The uncancelled divergence, in the form of $\displaystyle \gamma^\mu
\frac{1}{2}(1-\gamma_5)$, is cancelled by the divergence of the same form in
amplitudes corresponding to diagrams (6b) and (6c) that still remains as we have discussed above.  An amplitude of such a
form is ultraviolet finite and requires no subtraction, as we have concluded in Sec. 2.

Let us single out the terms in (B.44) which contribute to the anomaly
amplitude.  First of all, we drop $m$ in the numerators in (B.44). 
Then the relevant part in (B.44) is
$$\begin{array}{ll}
\displaystyle -if^2 \int & \displaystyle\frac{d^4q}{(2\pi)^4}(2q+k)^\mu
\displaystyle\frac{\pslash_i+\qslash}{(p_i+q)^2-m^2} \biggl[\displaystyle\frac{1}{q^2-2\mu^2}\displaystyle\frac{1}{(k+q)^2}+ \displaystyle\frac{1}{q^2}
\displaystyle\frac{1}{(k+q)^2-2\mu^2}\biggr] \gamma_5 \\
& -\mbox{term of subtraction.}\\
\end{array}
\eqno{(B.45)}
$$
Introducing Feynman parameters and calling
$$\begin{array}{ll}
q &\equiv \bar{q}+\delta q, \\
\delta q &\equiv -\alpha_3p_i-\alpha_2 k,
\end{array}
$$
we find that, since an amplitude of the form of $\displaystyle p^\mu\pslash
\frac{1}{2}(1 \pm \gamma_5)$ does not contribute to the anomaly amplitude, as we
have discussed in the paragraph following (B.22), we may drop all terms in
(B.45) involving $\delta q$.  The subtraction term is given by
$$
- \displaystyle \frac{if^2}{(1+\theta)} \int d^3 \alpha \delta (1-\sum \alpha)

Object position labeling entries
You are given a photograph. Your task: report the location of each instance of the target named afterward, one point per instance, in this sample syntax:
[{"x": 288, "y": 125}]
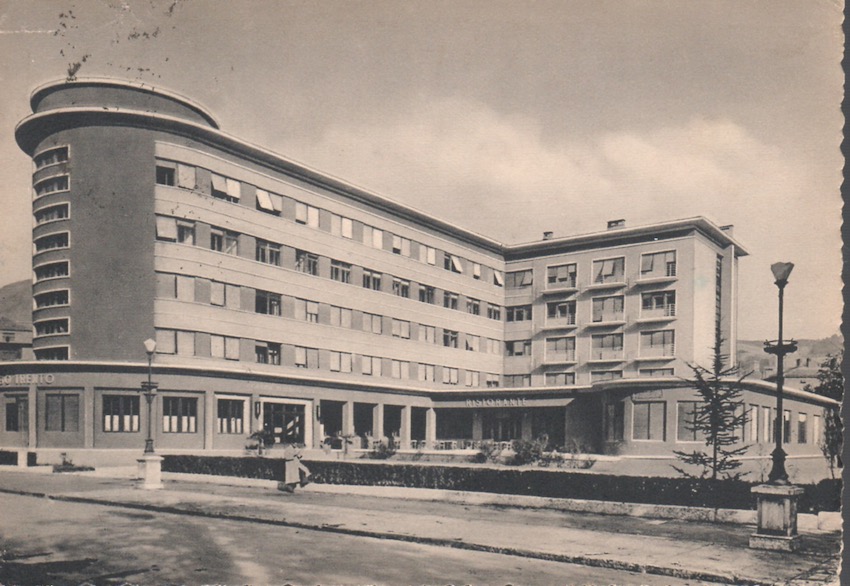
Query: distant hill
[{"x": 16, "y": 302}]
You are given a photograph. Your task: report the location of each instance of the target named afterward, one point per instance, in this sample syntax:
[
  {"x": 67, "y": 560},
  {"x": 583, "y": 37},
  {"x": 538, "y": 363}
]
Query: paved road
[{"x": 56, "y": 542}]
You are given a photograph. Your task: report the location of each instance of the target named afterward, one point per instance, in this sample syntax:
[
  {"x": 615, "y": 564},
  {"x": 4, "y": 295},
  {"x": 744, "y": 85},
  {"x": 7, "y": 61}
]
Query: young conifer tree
[{"x": 718, "y": 418}]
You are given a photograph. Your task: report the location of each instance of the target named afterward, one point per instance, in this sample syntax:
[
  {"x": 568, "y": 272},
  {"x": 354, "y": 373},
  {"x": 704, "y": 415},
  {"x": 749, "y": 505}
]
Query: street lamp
[
  {"x": 149, "y": 388},
  {"x": 778, "y": 475}
]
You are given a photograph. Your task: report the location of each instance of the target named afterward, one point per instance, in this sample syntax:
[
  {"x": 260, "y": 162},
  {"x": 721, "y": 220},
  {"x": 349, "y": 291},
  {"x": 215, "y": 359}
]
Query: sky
[{"x": 507, "y": 118}]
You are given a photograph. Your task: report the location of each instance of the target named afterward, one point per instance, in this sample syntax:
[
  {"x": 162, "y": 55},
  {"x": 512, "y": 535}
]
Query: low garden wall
[{"x": 823, "y": 496}]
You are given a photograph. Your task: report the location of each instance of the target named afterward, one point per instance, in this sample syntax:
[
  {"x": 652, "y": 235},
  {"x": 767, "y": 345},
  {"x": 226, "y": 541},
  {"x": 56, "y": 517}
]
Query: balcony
[
  {"x": 659, "y": 313},
  {"x": 606, "y": 355},
  {"x": 560, "y": 322},
  {"x": 608, "y": 318},
  {"x": 663, "y": 352},
  {"x": 665, "y": 273}
]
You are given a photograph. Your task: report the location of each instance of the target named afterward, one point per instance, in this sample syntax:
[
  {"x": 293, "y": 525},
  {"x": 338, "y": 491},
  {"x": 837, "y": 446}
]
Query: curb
[{"x": 439, "y": 542}]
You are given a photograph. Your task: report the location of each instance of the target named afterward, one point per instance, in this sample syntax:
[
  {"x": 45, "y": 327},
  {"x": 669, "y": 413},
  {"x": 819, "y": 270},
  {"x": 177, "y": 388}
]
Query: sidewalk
[{"x": 709, "y": 552}]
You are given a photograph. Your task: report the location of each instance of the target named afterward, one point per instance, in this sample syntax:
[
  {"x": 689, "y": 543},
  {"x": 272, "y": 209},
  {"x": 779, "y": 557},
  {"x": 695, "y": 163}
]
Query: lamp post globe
[
  {"x": 149, "y": 389},
  {"x": 778, "y": 475}
]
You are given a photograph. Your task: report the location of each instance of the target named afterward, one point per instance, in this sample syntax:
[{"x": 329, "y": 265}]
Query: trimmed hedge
[{"x": 727, "y": 494}]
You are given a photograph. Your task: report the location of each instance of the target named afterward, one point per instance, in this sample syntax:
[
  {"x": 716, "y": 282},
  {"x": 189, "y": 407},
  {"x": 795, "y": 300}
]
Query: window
[
  {"x": 307, "y": 310},
  {"x": 373, "y": 237},
  {"x": 450, "y": 338},
  {"x": 165, "y": 175},
  {"x": 51, "y": 214},
  {"x": 561, "y": 276},
  {"x": 519, "y": 279},
  {"x": 226, "y": 188},
  {"x": 224, "y": 241},
  {"x": 401, "y": 287},
  {"x": 187, "y": 177},
  {"x": 371, "y": 280},
  {"x": 606, "y": 309},
  {"x": 51, "y": 185},
  {"x": 554, "y": 379},
  {"x": 372, "y": 366},
  {"x": 271, "y": 203},
  {"x": 518, "y": 313},
  {"x": 306, "y": 214},
  {"x": 186, "y": 232},
  {"x": 340, "y": 361},
  {"x": 656, "y": 372},
  {"x": 401, "y": 329},
  {"x": 56, "y": 353},
  {"x": 427, "y": 254},
  {"x": 686, "y": 413},
  {"x": 340, "y": 271},
  {"x": 306, "y": 262},
  {"x": 267, "y": 353},
  {"x": 267, "y": 303},
  {"x": 658, "y": 304},
  {"x": 610, "y": 270},
  {"x": 517, "y": 380},
  {"x": 401, "y": 245},
  {"x": 51, "y": 327},
  {"x": 179, "y": 415},
  {"x": 62, "y": 412},
  {"x": 498, "y": 279},
  {"x": 306, "y": 357},
  {"x": 51, "y": 157},
  {"x": 51, "y": 299},
  {"x": 452, "y": 263},
  {"x": 658, "y": 264},
  {"x": 494, "y": 312},
  {"x": 561, "y": 349},
  {"x": 51, "y": 271},
  {"x": 427, "y": 334},
  {"x": 51, "y": 242},
  {"x": 615, "y": 421},
  {"x": 607, "y": 347},
  {"x": 230, "y": 416},
  {"x": 649, "y": 420},
  {"x": 372, "y": 323},
  {"x": 120, "y": 413},
  {"x": 658, "y": 343},
  {"x": 268, "y": 252},
  {"x": 426, "y": 372},
  {"x": 341, "y": 317},
  {"x": 518, "y": 348},
  {"x": 400, "y": 369},
  {"x": 561, "y": 311},
  {"x": 450, "y": 376},
  {"x": 426, "y": 294},
  {"x": 603, "y": 375},
  {"x": 450, "y": 300}
]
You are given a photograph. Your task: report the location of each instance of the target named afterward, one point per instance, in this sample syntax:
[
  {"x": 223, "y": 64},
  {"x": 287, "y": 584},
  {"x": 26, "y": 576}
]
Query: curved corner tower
[{"x": 92, "y": 143}]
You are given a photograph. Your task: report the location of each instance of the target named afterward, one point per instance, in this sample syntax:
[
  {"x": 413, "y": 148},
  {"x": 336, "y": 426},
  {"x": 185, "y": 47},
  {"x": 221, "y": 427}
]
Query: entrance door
[{"x": 286, "y": 421}]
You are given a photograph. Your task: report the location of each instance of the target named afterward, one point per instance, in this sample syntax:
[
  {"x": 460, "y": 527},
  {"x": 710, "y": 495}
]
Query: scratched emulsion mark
[{"x": 126, "y": 22}]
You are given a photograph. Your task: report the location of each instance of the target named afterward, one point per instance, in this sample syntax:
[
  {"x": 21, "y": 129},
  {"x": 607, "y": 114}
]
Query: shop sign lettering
[
  {"x": 513, "y": 402},
  {"x": 9, "y": 380}
]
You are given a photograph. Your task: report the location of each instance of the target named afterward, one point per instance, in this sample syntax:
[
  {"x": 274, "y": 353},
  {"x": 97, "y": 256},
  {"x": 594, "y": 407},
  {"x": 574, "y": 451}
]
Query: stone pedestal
[
  {"x": 777, "y": 517},
  {"x": 150, "y": 472}
]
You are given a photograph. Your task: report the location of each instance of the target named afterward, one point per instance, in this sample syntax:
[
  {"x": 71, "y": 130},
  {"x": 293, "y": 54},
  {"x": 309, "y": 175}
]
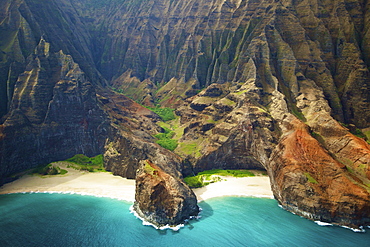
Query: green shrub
[
  {"x": 194, "y": 182},
  {"x": 85, "y": 163},
  {"x": 48, "y": 170},
  {"x": 209, "y": 176},
  {"x": 165, "y": 113},
  {"x": 169, "y": 144},
  {"x": 233, "y": 173}
]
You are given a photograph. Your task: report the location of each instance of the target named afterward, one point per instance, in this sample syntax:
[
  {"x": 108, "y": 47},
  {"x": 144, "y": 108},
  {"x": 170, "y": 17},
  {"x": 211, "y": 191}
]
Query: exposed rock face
[
  {"x": 162, "y": 199},
  {"x": 308, "y": 181},
  {"x": 257, "y": 84},
  {"x": 53, "y": 114}
]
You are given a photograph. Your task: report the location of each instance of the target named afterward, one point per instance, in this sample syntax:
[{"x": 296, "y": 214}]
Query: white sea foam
[
  {"x": 361, "y": 228},
  {"x": 146, "y": 223},
  {"x": 68, "y": 193}
]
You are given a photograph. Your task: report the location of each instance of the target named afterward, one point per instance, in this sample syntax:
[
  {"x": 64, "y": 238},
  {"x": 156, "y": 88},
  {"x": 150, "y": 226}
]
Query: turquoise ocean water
[{"x": 73, "y": 220}]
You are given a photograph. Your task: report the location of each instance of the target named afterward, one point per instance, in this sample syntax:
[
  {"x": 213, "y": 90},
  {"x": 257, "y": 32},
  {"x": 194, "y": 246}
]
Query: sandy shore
[{"x": 104, "y": 184}]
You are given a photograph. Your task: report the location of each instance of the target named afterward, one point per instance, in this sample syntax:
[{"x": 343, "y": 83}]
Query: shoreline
[{"x": 104, "y": 184}]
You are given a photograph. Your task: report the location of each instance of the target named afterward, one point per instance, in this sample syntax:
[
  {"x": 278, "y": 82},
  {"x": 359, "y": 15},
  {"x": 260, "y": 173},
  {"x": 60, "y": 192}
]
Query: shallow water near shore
[{"x": 72, "y": 220}]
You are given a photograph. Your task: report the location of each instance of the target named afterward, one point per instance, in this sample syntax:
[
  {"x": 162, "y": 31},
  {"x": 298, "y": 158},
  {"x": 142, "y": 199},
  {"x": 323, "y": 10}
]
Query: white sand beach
[{"x": 104, "y": 184}]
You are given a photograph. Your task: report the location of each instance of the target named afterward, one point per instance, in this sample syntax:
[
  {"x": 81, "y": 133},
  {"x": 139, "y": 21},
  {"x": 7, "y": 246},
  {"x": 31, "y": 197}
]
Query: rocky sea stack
[
  {"x": 161, "y": 199},
  {"x": 276, "y": 85}
]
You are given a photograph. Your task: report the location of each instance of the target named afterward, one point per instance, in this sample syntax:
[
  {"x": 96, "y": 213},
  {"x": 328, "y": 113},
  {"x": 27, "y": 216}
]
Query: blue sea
[{"x": 74, "y": 220}]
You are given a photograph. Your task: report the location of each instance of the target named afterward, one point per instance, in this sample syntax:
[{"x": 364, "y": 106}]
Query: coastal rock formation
[
  {"x": 162, "y": 199},
  {"x": 53, "y": 114},
  {"x": 277, "y": 85}
]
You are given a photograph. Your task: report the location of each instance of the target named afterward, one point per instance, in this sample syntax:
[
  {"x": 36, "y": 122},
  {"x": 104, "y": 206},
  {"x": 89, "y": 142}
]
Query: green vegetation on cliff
[
  {"x": 211, "y": 176},
  {"x": 49, "y": 169},
  {"x": 164, "y": 112},
  {"x": 164, "y": 139},
  {"x": 84, "y": 163}
]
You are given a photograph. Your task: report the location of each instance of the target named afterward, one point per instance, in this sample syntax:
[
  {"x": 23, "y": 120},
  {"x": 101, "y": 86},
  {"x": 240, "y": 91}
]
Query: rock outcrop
[
  {"x": 53, "y": 115},
  {"x": 162, "y": 199},
  {"x": 277, "y": 85}
]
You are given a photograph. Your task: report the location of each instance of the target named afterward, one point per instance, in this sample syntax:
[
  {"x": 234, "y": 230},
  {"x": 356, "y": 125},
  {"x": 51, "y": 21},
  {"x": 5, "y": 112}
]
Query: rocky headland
[{"x": 281, "y": 86}]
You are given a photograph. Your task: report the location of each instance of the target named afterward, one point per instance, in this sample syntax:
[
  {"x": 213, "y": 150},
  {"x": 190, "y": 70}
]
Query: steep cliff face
[
  {"x": 162, "y": 199},
  {"x": 276, "y": 85},
  {"x": 53, "y": 114}
]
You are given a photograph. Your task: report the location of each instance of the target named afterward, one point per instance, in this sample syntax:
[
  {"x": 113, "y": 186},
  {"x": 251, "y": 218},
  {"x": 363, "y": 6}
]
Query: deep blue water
[{"x": 73, "y": 220}]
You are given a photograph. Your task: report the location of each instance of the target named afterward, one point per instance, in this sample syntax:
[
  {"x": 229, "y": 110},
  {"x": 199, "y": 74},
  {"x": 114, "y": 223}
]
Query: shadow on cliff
[{"x": 206, "y": 212}]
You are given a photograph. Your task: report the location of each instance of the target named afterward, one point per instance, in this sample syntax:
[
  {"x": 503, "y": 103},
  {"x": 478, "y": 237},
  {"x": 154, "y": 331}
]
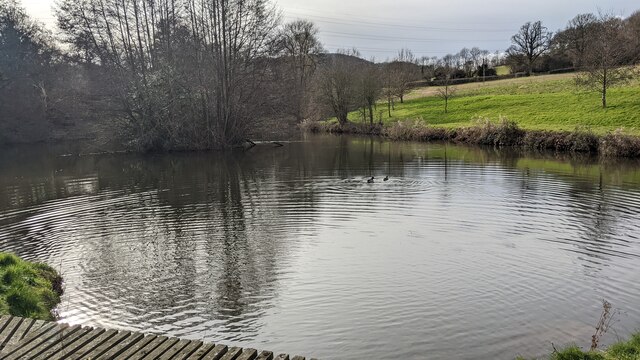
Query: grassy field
[
  {"x": 624, "y": 350},
  {"x": 550, "y": 102},
  {"x": 503, "y": 70},
  {"x": 28, "y": 289}
]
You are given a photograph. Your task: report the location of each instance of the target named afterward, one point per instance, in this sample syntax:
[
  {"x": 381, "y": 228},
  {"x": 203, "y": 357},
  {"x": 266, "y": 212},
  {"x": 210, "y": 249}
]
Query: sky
[{"x": 379, "y": 28}]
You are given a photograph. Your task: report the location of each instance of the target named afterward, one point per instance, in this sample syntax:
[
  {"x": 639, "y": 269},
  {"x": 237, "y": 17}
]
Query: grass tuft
[{"x": 28, "y": 289}]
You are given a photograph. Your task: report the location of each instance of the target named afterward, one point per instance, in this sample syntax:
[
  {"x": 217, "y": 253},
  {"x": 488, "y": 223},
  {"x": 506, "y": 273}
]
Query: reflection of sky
[{"x": 293, "y": 251}]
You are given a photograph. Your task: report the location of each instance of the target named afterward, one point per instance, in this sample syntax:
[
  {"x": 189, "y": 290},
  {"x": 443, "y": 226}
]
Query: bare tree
[
  {"x": 633, "y": 36},
  {"x": 604, "y": 57},
  {"x": 300, "y": 46},
  {"x": 446, "y": 91},
  {"x": 338, "y": 85},
  {"x": 188, "y": 73},
  {"x": 405, "y": 71},
  {"x": 530, "y": 43},
  {"x": 574, "y": 40},
  {"x": 26, "y": 56},
  {"x": 369, "y": 88}
]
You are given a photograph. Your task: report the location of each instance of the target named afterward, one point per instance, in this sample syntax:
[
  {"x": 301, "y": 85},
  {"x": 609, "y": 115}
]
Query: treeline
[
  {"x": 204, "y": 74},
  {"x": 158, "y": 75}
]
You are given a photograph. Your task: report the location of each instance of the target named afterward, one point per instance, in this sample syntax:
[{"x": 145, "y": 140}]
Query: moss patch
[{"x": 28, "y": 289}]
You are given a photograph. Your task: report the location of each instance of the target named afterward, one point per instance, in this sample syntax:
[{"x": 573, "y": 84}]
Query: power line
[
  {"x": 320, "y": 11},
  {"x": 398, "y": 38},
  {"x": 339, "y": 21}
]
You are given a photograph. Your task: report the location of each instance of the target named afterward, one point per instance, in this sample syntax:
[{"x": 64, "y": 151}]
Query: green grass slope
[{"x": 551, "y": 102}]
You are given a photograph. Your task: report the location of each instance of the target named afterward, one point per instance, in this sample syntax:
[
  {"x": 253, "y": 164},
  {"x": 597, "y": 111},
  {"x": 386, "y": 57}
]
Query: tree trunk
[
  {"x": 371, "y": 114},
  {"x": 604, "y": 89}
]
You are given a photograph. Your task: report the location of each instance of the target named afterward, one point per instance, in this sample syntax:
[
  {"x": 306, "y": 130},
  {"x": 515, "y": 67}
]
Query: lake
[{"x": 463, "y": 253}]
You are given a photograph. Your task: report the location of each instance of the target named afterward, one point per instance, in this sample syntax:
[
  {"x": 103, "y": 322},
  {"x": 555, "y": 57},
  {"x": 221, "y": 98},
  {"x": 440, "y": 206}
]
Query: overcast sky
[{"x": 379, "y": 28}]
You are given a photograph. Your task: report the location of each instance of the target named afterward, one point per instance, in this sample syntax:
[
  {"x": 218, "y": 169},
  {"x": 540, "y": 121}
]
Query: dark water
[{"x": 464, "y": 253}]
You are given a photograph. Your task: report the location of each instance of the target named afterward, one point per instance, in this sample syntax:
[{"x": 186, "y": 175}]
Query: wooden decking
[{"x": 36, "y": 339}]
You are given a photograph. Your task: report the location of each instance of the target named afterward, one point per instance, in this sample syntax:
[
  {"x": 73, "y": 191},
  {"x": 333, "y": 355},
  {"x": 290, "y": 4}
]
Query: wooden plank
[
  {"x": 176, "y": 348},
  {"x": 88, "y": 346},
  {"x": 248, "y": 354},
  {"x": 38, "y": 347},
  {"x": 184, "y": 354},
  {"x": 137, "y": 346},
  {"x": 158, "y": 351},
  {"x": 106, "y": 345},
  {"x": 204, "y": 350},
  {"x": 152, "y": 345},
  {"x": 232, "y": 353},
  {"x": 9, "y": 330},
  {"x": 265, "y": 355},
  {"x": 4, "y": 320},
  {"x": 78, "y": 344},
  {"x": 36, "y": 338},
  {"x": 122, "y": 346},
  {"x": 65, "y": 343},
  {"x": 216, "y": 353}
]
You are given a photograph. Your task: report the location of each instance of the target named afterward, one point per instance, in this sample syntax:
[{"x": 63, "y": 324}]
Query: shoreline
[{"x": 502, "y": 133}]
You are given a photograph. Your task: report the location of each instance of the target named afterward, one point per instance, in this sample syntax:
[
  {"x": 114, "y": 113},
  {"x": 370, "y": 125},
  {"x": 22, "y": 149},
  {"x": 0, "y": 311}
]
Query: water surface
[{"x": 464, "y": 253}]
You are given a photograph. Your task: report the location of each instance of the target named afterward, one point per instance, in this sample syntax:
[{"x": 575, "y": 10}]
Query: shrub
[
  {"x": 487, "y": 132},
  {"x": 620, "y": 145},
  {"x": 28, "y": 289}
]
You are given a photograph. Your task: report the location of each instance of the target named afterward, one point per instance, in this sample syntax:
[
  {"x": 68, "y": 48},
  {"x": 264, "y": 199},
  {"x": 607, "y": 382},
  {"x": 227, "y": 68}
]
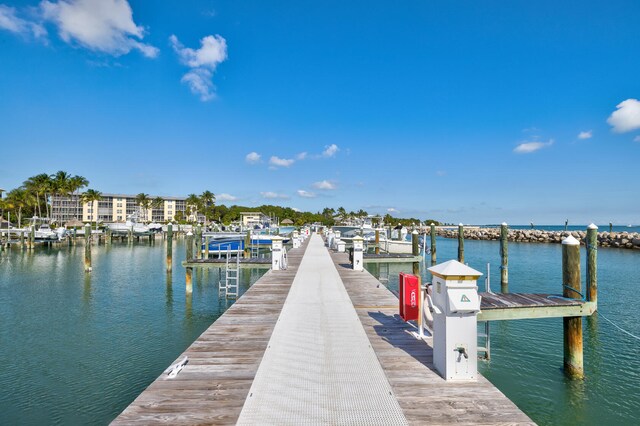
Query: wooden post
[
  {"x": 504, "y": 258},
  {"x": 247, "y": 245},
  {"x": 592, "y": 264},
  {"x": 461, "y": 243},
  {"x": 169, "y": 247},
  {"x": 87, "y": 248},
  {"x": 573, "y": 357},
  {"x": 415, "y": 250},
  {"x": 189, "y": 257}
]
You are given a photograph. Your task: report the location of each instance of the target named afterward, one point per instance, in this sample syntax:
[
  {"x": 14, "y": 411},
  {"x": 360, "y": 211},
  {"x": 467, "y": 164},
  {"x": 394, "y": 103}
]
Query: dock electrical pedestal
[{"x": 455, "y": 304}]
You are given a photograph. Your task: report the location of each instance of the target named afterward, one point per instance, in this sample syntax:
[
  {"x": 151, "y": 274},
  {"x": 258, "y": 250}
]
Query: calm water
[
  {"x": 527, "y": 355},
  {"x": 76, "y": 348}
]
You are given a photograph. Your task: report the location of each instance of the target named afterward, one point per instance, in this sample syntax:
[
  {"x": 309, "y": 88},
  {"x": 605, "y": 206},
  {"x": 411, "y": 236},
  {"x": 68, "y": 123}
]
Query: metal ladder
[
  {"x": 487, "y": 327},
  {"x": 229, "y": 287}
]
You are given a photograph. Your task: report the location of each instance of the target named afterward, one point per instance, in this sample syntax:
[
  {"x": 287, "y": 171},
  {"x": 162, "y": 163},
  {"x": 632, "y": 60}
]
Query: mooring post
[
  {"x": 189, "y": 258},
  {"x": 573, "y": 358},
  {"x": 87, "y": 248},
  {"x": 247, "y": 245},
  {"x": 169, "y": 247},
  {"x": 461, "y": 243},
  {"x": 415, "y": 250},
  {"x": 592, "y": 264},
  {"x": 504, "y": 258}
]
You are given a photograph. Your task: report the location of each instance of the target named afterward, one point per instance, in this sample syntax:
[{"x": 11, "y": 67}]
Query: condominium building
[{"x": 116, "y": 208}]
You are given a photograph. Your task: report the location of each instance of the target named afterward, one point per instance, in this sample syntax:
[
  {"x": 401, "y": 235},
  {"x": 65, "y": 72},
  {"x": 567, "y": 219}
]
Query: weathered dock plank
[
  {"x": 223, "y": 361},
  {"x": 423, "y": 395}
]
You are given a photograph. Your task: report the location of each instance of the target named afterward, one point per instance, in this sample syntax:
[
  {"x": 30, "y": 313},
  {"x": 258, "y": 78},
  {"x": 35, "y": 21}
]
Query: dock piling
[
  {"x": 461, "y": 243},
  {"x": 573, "y": 356},
  {"x": 592, "y": 263},
  {"x": 433, "y": 243},
  {"x": 87, "y": 248},
  {"x": 504, "y": 258}
]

**Required task A**
In the anomaly derivation, what is dropped from the numerators in (B.44) as the first step in singling out the terms that contribute to the anomaly amplitude?
**Required task B**
Extract the part of the anomaly derivation from "The uncancelled divergence, in" to "concluded in Sec. 2.".

**Solution A**
$m$ is dropped from the numerators in (B.44).

**Solution B**
The uncancelled divergence, in the form of $\displaystyle \gamma^\mu
\frac{1}{2}(1-\gamma_5)$, is cancelled by the divergence of the same form in
amplitudes corresponding to diagrams (6b) and (6c) that still remains as we have discussed above.  An amplitude of such a
form is ultraviolet finite and requires no subtraction, as we have concluded in Sec. 2.